WORK TO COMPLETE
Rewrite every line below as a Markdown table with the columns Row and Line, giving each line a row number and skipping blank lines. Leave the pictures out of the table.

THE RECORDS
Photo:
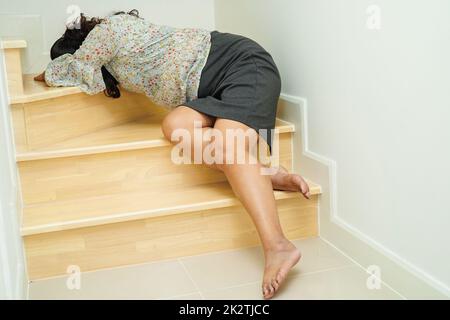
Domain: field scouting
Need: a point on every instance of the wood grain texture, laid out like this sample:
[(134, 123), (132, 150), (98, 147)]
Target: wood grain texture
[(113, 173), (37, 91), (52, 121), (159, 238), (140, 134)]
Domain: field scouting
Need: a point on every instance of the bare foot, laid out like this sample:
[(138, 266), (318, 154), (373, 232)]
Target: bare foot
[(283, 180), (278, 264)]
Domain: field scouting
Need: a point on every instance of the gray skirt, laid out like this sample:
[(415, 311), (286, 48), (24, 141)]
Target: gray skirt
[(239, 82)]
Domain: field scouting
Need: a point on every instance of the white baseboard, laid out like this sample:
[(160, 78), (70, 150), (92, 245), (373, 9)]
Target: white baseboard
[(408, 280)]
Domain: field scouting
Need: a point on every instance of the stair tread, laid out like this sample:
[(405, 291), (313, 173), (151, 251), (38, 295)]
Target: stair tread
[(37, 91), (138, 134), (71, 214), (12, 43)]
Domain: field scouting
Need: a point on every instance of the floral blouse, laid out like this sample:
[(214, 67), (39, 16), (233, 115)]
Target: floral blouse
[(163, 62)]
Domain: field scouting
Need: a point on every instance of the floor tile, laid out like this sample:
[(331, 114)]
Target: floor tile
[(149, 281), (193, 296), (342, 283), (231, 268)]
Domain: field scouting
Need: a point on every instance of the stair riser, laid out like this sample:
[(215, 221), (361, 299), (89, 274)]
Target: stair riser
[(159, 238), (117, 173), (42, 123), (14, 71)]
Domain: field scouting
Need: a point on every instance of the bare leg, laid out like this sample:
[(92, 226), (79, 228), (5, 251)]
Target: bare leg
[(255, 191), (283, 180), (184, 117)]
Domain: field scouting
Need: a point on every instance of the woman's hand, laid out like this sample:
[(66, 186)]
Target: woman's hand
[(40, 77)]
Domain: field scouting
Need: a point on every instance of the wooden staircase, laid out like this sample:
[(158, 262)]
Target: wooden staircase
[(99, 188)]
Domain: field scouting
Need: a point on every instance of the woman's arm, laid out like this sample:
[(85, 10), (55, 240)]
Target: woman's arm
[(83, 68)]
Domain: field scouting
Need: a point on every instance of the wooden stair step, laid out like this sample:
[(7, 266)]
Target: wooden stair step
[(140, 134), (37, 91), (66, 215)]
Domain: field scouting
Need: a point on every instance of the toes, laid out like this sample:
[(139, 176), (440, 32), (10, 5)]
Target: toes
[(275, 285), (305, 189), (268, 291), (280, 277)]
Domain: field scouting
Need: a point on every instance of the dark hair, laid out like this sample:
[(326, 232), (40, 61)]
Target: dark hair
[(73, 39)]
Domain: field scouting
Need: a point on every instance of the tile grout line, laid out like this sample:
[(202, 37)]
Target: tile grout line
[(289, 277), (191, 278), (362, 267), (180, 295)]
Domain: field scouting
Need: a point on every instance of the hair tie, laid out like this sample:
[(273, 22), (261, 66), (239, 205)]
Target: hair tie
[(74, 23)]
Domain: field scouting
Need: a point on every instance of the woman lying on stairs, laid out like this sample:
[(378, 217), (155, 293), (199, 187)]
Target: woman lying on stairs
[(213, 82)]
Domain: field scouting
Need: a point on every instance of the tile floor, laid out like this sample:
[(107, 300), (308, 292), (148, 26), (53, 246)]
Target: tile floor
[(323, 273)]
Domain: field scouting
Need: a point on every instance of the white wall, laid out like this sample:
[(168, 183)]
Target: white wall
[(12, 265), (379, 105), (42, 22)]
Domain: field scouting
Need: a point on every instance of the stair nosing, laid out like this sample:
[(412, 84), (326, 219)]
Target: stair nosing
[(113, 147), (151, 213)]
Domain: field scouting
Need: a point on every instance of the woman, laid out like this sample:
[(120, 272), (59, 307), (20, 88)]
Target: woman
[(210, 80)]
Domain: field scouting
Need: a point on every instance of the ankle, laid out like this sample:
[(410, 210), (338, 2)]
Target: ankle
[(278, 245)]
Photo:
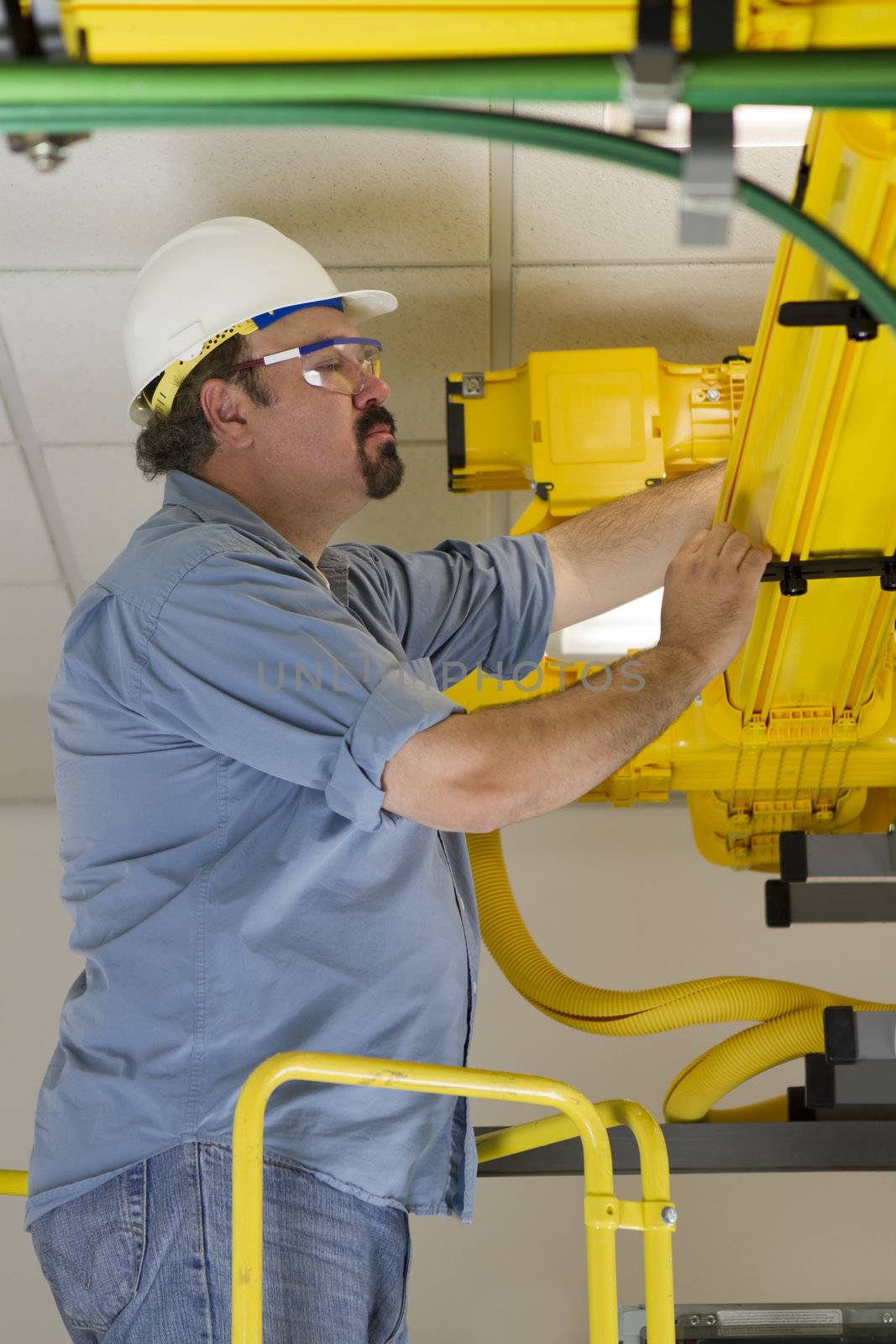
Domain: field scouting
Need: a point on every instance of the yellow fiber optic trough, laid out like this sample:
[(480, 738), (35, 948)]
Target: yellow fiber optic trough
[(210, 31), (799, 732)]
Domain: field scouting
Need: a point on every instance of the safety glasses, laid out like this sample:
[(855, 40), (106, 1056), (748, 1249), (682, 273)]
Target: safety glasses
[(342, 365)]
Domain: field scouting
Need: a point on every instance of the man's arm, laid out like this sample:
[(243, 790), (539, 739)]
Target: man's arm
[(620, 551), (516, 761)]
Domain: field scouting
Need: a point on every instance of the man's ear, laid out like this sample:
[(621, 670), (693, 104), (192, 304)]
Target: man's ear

RESULT FOR THIS TASK
| Row | Line |
|---|---|
| 1 | Photo: |
| 2 | Domain: field scouting |
| 3 | Need: a point on every instance of the wood grain texture, laid out like this sample: |
| 4 | [(134, 123), (132, 150), (98, 147)] |
| 5 | Target: wood grain texture |
| 6 | [(113, 173), (37, 91), (52, 121), (159, 238), (140, 134)] |
| 7 | Domain: field scouting |
| 8 | Need: a point on every instance of the bare foot, laid out like this sample: |
| 9 | [(138, 266), (318, 154), (373, 232)] |
| 10 | Target: bare foot |
| 11 | [(283, 180), (278, 264)] |
| 12 | Domain: field scouting |
| 13 | Need: a point on every instance of the gray skirt, laid out like this sample: |
| 14 | [(415, 311), (286, 48), (24, 141)] |
| 15 | Target: gray skirt |
| 16 | [(239, 82)] |
| 17 | Domain: field scouting |
| 18 | Need: a point on every instance of the white baseboard, laid out like this sample: |
| 19 | [(160, 78), (70, 150), (92, 245), (373, 9)] |
| 20 | Target: white baseboard |
| 21 | [(408, 280)] |
| 22 | Domain: field scouting |
| 23 | Need: a point on every instance of the stair tread, laid out like this sample: |
| 24 | [(405, 291), (313, 173), (151, 251), (38, 295)] |
| 25 | Target: stair tread |
| 26 | [(37, 91), (138, 134), (71, 214), (12, 43)] |
| 27 | Domain: field scouting |
| 28 | Need: a point on every instance of the floral blouse, laid out like this sample: |
| 29 | [(214, 67), (39, 16), (233, 115)] |
| 30 | Target: floral blouse |
| 31 | [(163, 62)] |
| 32 | Domain: field scouting |
| 33 | Need: a point on every instance of the floor tile, laid out like this sample: |
| 34 | [(331, 114)] |
| 35 | Target: floor tile |
| 36 | [(149, 281), (193, 296), (342, 283), (231, 268)] |
| 37 | Domain: field scouting |
| 38 | Need: a point on every instance of the stair riser, laid out like this sample: |
| 39 | [(215, 221), (361, 299), (89, 274)] |
| 40 | Target: stair riser |
| 41 | [(159, 238), (117, 173), (42, 123), (14, 71)] |
| 42 | Domain: field scouting |
| 43 | Need: a point on every instance of the bare leg, laid out like this sample: |
| 44 | [(92, 226), (79, 228), (5, 251)] |
| 45 | Target: bare leg |
| 46 | [(255, 191), (283, 180), (184, 117)] |
| 47 | Domain: field scouting |
| 48 | Need: a point on every instance of the woman's hand, laid out like this sample: |
| 49 | [(66, 186)] |
| 50 | Target: woman's hand |
| 51 | [(40, 77)] |
| 52 | Domain: field scouting |
| 53 | Need: a point on every instance of the wooden staircase, laid out like this sample: |
| 54 | [(158, 262)] |
| 55 | Target: wooden staircase |
| 56 | [(99, 188)] |
| 57 | Domain: field scouting |
| 58 | Need: a point on every instance of the woman's arm, laid out like this sample: |
| 59 | [(85, 10), (55, 240)] |
| 60 | Target: woman's arm |
| 61 | [(83, 68)] |
| 62 | Domain: field scouting |
| 63 | Need: a point on every instance of the wooden stair step, laid out like this sample: |
| 64 | [(7, 266)] |
| 65 | Target: wooden stair step |
| 66 | [(140, 134), (37, 91), (66, 215)] |
| 67 | Domain: field scouting |
| 68 | Need: a point on every instance of the toes, laid out like this sample: |
| 69 | [(139, 176), (440, 32), (10, 5)] |
| 70 | Target: toes |
| 71 | [(275, 285), (305, 189), (268, 291), (280, 277)] |
| 72 | Domain: field scouting |
| 73 | Need: a point on every instance of the dark hair, laid out like this sample: |
| 74 | [(326, 232), (40, 61)] |
| 75 | Target: dark hair |
| 76 | [(73, 39)] |
| 77 | Domain: field scouting |
| 78 | Need: a point on every instance of the tile grout line, laid out like this sample: |
| 79 | [(202, 37)] |
| 80 | Target: tile grout line |
| 81 | [(289, 277), (191, 278), (362, 267), (180, 295)] |
| 82 | Domain: field scouting |
| 83 | Need: a point on every instance of the hair tie, laid out like this sample: |
| 84 | [(273, 22), (261, 66), (239, 205)] |
| 85 | Target: hair tie |
| 86 | [(74, 23)] |
| 87 | Domain: field scouting |
| 88 | Need: a point on every instance of the woman lying on stairs, laid out like this sample: |
| 89 | [(378, 217), (155, 293), (199, 187)] |
| 90 | Target: woman lying on stairs |
| 91 | [(213, 82)] |
| 92 | Domain: field scouting |
| 93 | Need: a point on every instance of the tile floor, laid out like this sample: |
| 94 | [(107, 300), (308, 292), (148, 26), (53, 246)] |
| 95 | Target: tile floor |
| 96 | [(323, 273)] |
| 97 | Domain: field scouting |
| 98 | Need: a point on every instance of the white wall, laid out like this sample: |
| 99 | [(168, 183)] |
| 100 | Target: white wall |
| 101 | [(12, 265), (379, 105), (42, 22)] |
| 102 | Domain: field scouting |
| 103 | Need: a point on every instance of the stair nosing, laid out like this sample: |
| 104 | [(412, 84), (326, 219)] |
| 105 | Target: stair nosing |
| 106 | [(113, 147), (151, 213)] |
| 107 | Domain: field scouting |
| 108 | Need: a point on every instance of the woman, laid out like this sample: |
| 109 | [(120, 272), (59, 307), (20, 88)] |
| 110 | Target: woman |
| 111 | [(210, 80)] |
| 112 | Domain: field scouting |
| 113 | Need: a point on every instance of the ankle, laid out like this sample: |
| 114 | [(410, 210), (338, 2)] |
| 115 | Target: ankle |
| 116 | [(278, 245)] |
| 117 | Photo: |
| 118 | Domain: field scouting |
| 119 | Need: a point on every instance of the yellow fiber optic trough, laid out like this sample: |
| 120 | [(480, 738), (35, 948)] |
| 121 | Target: yellow fiber optic trough |
| 122 | [(210, 31), (799, 732)] |
| 123 | Domain: field scouting |
| 124 | Need: a point on every instance of the safety glasses, laid out like this sample: |
| 125 | [(855, 40), (106, 1056), (748, 1249), (682, 273)] |
| 126 | Target: safety glasses |
| 127 | [(342, 365)] |
| 128 | Domain: field scouting |
| 129 | Need: a point on every instance of the man's arm, laid out like this sample: |
| 130 | [(243, 790), (539, 739)] |
| 131 | Target: man's arm |
| 132 | [(620, 551), (516, 761)] |
| 133 | Domain: field scouting |
| 134 | Need: a point on every instance of the man's ear, laid out like this sample: |
| 135 | [(621, 670), (693, 104), (192, 304)] |
| 136 | Target: man's ear |